## PROBLEM TO WORK ON
Every entry, from first to last, is to be written out exactly.

## MATERIAL SHOWN
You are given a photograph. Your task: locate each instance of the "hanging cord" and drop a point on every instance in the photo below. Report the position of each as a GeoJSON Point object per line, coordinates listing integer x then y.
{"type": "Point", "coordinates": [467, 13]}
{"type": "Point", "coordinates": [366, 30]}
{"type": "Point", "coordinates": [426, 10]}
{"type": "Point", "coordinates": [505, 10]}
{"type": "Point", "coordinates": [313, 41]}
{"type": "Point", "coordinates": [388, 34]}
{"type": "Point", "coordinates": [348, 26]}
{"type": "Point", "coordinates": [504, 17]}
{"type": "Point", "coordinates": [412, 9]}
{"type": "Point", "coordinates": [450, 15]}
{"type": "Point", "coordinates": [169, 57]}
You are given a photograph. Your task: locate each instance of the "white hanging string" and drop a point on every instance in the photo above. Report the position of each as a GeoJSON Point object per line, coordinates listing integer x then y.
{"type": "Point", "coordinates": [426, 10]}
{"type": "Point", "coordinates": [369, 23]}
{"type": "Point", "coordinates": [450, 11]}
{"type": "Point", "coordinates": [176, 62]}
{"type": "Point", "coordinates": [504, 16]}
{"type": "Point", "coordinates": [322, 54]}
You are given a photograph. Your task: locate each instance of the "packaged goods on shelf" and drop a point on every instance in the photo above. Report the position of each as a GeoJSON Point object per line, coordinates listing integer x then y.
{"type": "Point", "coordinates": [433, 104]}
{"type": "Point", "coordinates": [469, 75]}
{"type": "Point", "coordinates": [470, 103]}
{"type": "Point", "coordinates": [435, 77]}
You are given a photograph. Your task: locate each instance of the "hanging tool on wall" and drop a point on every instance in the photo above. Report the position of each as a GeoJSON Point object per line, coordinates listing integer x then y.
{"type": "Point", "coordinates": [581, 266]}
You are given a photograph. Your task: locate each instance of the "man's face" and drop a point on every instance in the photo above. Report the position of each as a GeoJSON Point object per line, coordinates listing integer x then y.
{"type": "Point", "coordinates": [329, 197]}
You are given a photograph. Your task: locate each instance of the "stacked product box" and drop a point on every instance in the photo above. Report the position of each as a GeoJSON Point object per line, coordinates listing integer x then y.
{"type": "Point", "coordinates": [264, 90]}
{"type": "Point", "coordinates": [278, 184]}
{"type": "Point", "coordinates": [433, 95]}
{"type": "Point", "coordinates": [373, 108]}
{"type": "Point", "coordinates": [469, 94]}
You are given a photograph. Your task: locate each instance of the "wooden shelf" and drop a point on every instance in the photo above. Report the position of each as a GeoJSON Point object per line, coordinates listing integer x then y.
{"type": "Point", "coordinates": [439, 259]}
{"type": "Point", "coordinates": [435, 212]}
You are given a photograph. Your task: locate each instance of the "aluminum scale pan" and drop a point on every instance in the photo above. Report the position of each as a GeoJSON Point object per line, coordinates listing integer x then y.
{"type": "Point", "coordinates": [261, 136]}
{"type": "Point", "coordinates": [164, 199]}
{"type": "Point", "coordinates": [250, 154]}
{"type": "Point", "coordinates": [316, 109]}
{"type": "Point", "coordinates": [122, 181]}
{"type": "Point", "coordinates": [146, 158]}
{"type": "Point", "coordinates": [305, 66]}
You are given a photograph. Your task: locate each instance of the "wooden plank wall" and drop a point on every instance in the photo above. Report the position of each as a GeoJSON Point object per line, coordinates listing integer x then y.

## SOLUTION
You are given a photograph. Your task: locate each instance of the "hanging cord" and drop a point on every instance in the photo below. Report the position of each as a GeoJSON Point object per line, coordinates listing integer x then y.
{"type": "Point", "coordinates": [467, 13]}
{"type": "Point", "coordinates": [366, 30]}
{"type": "Point", "coordinates": [426, 10]}
{"type": "Point", "coordinates": [505, 10]}
{"type": "Point", "coordinates": [313, 41]}
{"type": "Point", "coordinates": [388, 34]}
{"type": "Point", "coordinates": [348, 26]}
{"type": "Point", "coordinates": [504, 17]}
{"type": "Point", "coordinates": [412, 9]}
{"type": "Point", "coordinates": [450, 15]}
{"type": "Point", "coordinates": [169, 57]}
You are given a photograph. Your task: locate each instance of the "white hanging string" and drop a point on every instance in the photo above. Report the position of each as a GeoJSON Point object per line, coordinates listing integer x then y.
{"type": "Point", "coordinates": [426, 10]}
{"type": "Point", "coordinates": [369, 23]}
{"type": "Point", "coordinates": [450, 11]}
{"type": "Point", "coordinates": [176, 62]}
{"type": "Point", "coordinates": [504, 16]}
{"type": "Point", "coordinates": [322, 54]}
You are given a photograph. Your task: locate each instance of the "packaged goods on shelf" and drop a point on every instance in the photo above. Report the position of each as a GeoJSON Point object per line, coordinates listing integer x then y.
{"type": "Point", "coordinates": [433, 104]}
{"type": "Point", "coordinates": [469, 75]}
{"type": "Point", "coordinates": [470, 103]}
{"type": "Point", "coordinates": [435, 77]}
You are given a photograph. Your task: locate each instance of the "hanging tool on wall" and drop a point on every instance in the photo above. Report the position of each as a GeoJSON Point object per line, coordinates listing integer x then y.
{"type": "Point", "coordinates": [581, 266]}
You are given a photograph. Your task: locate each instance of the "man's face" and drop a point on every instance in the photo above. Report the position of each as a GeoJSON Point object per line, coordinates listing integer x then y.
{"type": "Point", "coordinates": [329, 197]}
You are given a photograph. Your task: locate each instance of the "stacked product box" and drop a point on every instance in the photo above. Report the position of each as a GeoJSON Point object per line, coordinates listing integer x then y.
{"type": "Point", "coordinates": [264, 90]}
{"type": "Point", "coordinates": [278, 184]}
{"type": "Point", "coordinates": [433, 95]}
{"type": "Point", "coordinates": [373, 108]}
{"type": "Point", "coordinates": [469, 94]}
You are given a photograph. Your task: locate each instance of the "wooden shelf" and drop a point on every instance in the photo above. Report the position of each as a GeoJSON Point object per line, coordinates listing integer x then y.
{"type": "Point", "coordinates": [439, 259]}
{"type": "Point", "coordinates": [435, 212]}
You are given a photograph. Your task: locate each instance of the "aluminum scale pan" and drop a point on every instance in the photo above. Report the position of each as a GeoJSON Point object per line, coordinates listing integer x then y.
{"type": "Point", "coordinates": [261, 136]}
{"type": "Point", "coordinates": [164, 199]}
{"type": "Point", "coordinates": [250, 154]}
{"type": "Point", "coordinates": [316, 109]}
{"type": "Point", "coordinates": [122, 181]}
{"type": "Point", "coordinates": [146, 158]}
{"type": "Point", "coordinates": [305, 66]}
You are given a photograph. Your task: locate each instance of the "wooden plank wall" and drop a point on every instance in the photo above. Report the position of each as a GeoJSON Point object per line, coordinates listing integer x then y.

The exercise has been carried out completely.